**Exercise task 1**
Identify every line in the rows below that contains the word "tree", and copy each of those lines.

**Passage to read**
————
The images, are staggered in a maze-like layout throughout the space in the manner of theatrical props. As if giant police mug shots or closed-circuit camera stills, the original identity of the individuals is distorted and impersonalised by their mediation through technology. The works also highlight the antithetical principle of the phenomena of physiognomy, anthropometry and pareidolia, where patterns in images or objects triggers the recognition of a face by the brain where no face exists. A subject that the artist has written about, and highlights the evolution of our brains to seek out resemblances of ourselves for the purpose of communication and survival.

Tony Oursler

The artist highlights this concept with works in the second space, with nine aluminium panels that hang on the walls like an array of masks, many barely recognisable as faces, etched on bare, reflective surfaces, employing mirrors embedded with similar facial video, but now reflecting and incorporating the image of the viewer as they study the work.

All the while the gallery is filled with whispers and murmurs, as the artist giant talking heads espouse the power of technology in terms of both its potential and its dangers, conveyed in their fears in whispers, creating an effect of people talking to themselves, or attempting to break through the technology that their true identity is locked behind – in an attempt to talk to each other.
————
Photo object pointing rows
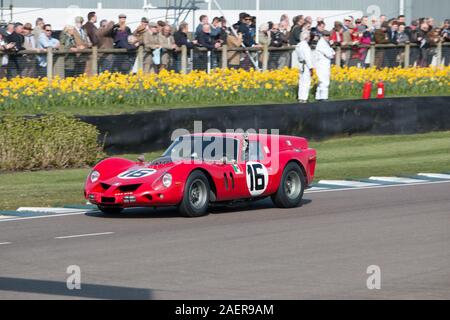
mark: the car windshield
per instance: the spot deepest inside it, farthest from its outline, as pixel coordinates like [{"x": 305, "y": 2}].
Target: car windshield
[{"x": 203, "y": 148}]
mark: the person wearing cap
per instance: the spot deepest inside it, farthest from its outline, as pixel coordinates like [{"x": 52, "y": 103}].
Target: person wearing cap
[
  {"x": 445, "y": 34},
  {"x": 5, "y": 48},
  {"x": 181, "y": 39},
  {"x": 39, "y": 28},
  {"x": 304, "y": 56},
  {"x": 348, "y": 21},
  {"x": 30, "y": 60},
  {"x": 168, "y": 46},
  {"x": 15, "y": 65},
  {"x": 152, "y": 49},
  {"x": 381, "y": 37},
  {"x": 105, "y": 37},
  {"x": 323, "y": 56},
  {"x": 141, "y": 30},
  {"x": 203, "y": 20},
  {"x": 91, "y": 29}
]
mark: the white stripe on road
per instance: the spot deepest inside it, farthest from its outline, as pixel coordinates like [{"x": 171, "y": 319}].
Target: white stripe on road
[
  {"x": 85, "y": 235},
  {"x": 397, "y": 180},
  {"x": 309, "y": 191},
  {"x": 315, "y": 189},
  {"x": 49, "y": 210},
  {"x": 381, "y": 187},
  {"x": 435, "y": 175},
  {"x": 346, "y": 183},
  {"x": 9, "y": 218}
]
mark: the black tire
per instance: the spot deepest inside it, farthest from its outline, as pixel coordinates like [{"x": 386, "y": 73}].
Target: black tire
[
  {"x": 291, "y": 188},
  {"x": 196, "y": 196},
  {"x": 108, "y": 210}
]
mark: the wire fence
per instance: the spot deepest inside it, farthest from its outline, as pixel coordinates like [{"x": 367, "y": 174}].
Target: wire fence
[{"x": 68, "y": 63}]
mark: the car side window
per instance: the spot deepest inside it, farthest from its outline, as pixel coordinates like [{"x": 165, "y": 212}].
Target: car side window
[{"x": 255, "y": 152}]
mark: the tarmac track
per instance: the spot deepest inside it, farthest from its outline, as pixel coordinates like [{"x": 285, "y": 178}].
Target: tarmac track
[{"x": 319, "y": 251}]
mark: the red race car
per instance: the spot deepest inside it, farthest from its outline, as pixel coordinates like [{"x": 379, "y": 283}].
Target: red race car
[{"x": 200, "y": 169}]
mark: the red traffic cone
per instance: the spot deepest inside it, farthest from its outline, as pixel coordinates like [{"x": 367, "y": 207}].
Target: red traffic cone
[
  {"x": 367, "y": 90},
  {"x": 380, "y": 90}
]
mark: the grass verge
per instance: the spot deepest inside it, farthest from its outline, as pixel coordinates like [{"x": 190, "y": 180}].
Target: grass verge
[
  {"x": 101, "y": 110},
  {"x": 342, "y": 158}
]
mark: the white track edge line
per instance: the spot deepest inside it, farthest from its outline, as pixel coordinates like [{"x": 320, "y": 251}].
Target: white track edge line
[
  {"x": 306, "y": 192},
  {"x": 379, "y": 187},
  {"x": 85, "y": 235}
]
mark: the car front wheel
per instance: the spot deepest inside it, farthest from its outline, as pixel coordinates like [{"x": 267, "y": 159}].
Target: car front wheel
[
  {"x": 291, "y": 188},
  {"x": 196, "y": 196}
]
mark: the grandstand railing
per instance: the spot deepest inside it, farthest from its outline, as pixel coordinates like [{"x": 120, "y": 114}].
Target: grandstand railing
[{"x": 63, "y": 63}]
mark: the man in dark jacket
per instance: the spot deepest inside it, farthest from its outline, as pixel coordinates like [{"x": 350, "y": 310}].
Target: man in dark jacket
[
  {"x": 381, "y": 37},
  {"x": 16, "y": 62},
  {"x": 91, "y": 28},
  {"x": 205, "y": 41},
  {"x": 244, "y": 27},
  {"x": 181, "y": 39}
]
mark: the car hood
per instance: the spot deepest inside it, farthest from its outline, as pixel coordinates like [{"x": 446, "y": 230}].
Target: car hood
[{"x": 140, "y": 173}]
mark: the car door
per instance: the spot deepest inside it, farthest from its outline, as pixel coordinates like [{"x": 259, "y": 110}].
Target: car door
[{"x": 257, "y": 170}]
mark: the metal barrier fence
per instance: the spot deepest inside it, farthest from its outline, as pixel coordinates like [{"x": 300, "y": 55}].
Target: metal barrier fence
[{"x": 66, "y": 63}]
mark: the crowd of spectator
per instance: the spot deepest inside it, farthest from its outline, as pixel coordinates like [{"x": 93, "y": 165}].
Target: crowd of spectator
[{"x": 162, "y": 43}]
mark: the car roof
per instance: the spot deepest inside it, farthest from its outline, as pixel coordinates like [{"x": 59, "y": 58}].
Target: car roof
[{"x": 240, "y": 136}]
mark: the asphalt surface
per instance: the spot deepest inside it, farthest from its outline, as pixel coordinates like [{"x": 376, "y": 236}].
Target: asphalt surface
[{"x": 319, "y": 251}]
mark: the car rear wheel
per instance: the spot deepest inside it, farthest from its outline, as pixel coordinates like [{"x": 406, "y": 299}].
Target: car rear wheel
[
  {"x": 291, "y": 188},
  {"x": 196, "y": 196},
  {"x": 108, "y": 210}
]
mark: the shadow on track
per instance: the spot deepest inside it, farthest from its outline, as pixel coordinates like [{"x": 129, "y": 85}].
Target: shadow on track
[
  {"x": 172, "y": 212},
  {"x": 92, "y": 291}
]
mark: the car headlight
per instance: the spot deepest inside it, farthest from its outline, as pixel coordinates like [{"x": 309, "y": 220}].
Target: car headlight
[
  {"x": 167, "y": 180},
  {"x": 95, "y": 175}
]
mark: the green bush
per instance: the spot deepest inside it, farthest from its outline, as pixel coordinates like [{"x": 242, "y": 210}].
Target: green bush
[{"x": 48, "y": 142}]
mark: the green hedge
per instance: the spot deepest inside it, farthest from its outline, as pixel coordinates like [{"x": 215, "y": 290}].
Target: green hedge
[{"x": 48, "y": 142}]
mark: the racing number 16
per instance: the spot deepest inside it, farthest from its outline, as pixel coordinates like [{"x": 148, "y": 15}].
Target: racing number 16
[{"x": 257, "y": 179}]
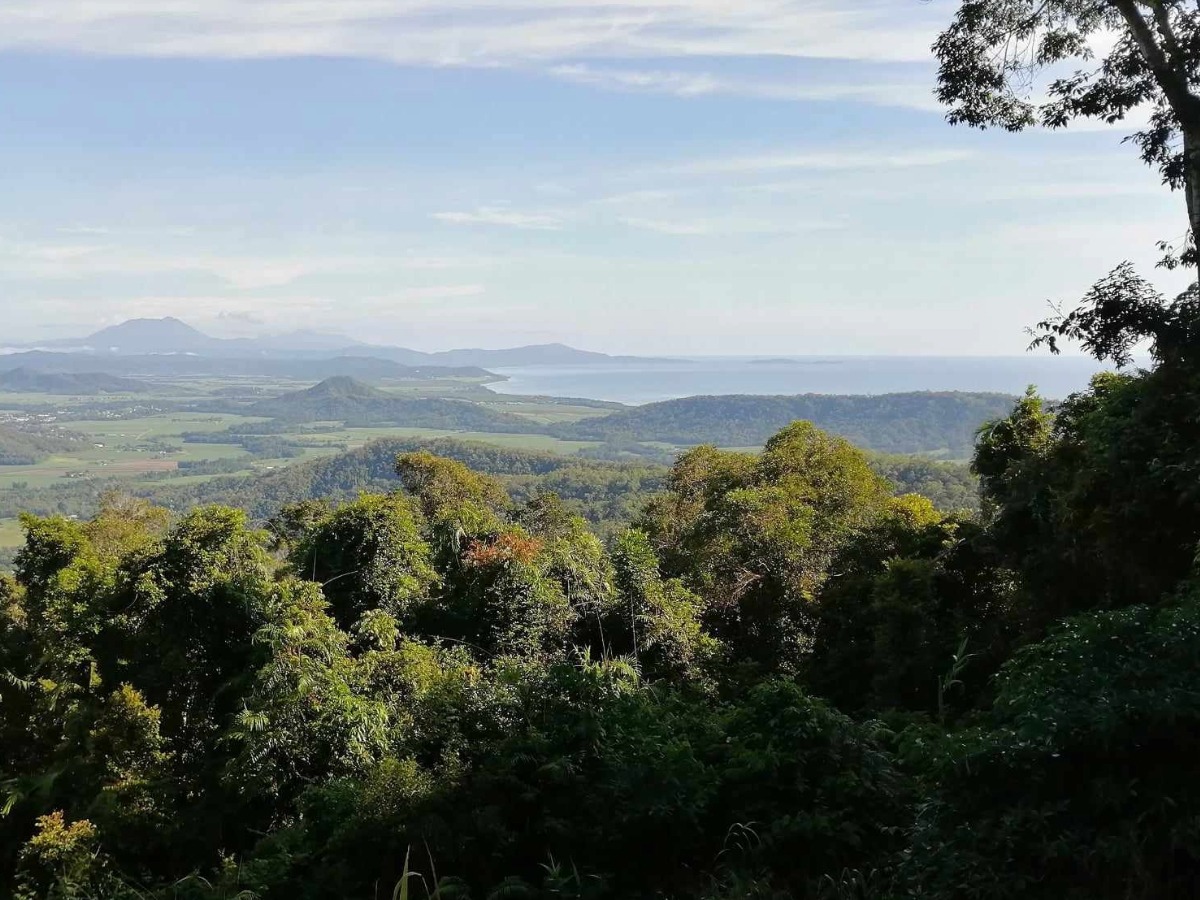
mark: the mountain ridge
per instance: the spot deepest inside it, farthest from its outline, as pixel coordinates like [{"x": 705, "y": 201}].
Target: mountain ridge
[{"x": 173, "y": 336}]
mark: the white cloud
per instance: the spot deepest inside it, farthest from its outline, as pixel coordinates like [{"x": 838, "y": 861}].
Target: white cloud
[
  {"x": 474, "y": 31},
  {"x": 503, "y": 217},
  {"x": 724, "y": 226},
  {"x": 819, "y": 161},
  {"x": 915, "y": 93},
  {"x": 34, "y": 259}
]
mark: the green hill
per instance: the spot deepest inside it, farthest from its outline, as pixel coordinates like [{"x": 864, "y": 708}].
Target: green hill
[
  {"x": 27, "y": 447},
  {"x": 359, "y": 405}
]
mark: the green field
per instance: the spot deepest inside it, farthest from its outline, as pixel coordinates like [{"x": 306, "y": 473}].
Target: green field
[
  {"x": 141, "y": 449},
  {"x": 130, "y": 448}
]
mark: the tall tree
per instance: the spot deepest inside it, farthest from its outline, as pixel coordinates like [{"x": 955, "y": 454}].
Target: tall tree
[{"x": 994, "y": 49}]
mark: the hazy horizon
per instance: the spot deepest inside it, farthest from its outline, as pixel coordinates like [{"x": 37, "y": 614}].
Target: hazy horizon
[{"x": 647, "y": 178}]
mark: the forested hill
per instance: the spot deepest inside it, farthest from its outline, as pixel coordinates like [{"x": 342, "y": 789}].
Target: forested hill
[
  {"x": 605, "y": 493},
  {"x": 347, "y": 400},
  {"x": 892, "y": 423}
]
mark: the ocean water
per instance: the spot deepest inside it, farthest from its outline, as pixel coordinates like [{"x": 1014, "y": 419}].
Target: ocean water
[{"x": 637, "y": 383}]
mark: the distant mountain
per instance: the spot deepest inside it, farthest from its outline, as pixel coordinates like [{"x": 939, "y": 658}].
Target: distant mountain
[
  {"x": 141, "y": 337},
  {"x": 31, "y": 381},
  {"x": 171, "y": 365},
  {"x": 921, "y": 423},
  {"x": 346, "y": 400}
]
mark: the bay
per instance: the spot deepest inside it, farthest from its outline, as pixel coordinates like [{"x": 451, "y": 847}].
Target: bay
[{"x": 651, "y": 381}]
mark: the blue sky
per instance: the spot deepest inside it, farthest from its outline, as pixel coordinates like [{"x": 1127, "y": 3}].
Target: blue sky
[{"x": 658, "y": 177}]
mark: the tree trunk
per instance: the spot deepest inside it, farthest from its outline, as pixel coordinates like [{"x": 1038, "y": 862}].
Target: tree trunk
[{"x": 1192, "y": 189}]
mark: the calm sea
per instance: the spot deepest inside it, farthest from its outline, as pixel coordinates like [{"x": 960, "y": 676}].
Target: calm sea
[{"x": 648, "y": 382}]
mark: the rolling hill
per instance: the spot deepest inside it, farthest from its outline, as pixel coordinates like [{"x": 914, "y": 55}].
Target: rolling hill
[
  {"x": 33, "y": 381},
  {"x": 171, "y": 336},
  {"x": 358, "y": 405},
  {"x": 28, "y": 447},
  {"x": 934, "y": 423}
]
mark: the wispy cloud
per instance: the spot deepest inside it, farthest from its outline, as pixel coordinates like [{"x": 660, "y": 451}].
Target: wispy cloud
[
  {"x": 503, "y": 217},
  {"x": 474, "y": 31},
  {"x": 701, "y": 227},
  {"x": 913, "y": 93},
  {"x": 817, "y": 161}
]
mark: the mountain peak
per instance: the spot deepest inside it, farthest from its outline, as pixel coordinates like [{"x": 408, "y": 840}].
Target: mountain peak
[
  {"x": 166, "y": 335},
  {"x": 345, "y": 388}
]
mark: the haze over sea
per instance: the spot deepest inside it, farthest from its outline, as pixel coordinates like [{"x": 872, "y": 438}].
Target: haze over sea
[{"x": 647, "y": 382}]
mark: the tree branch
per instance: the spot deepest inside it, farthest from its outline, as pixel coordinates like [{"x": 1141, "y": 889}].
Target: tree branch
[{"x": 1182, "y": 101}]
————
**Exercise task 2**
Decide whether each statement agrees with the exhibition passage above, answering yes or no and quoting the words of the passage that settle it: (a) Nine panels hang on the walls of the second space. (b) The images are set in a straight line across the space. (c) The gallery is silent.

**Final answer 1**
mark: the tall tree
Target: tall tree
mark: the tree trunk
Target: tree trunk
mark: the tree branch
Target: tree branch

**Final answer 2**
(a) Yes: "nine aluminium panels that hang on the walls"
(b) No: "staggered in a maze-like layout throughout the space"
(c) No: "the gallery is filled with whispers and murmurs"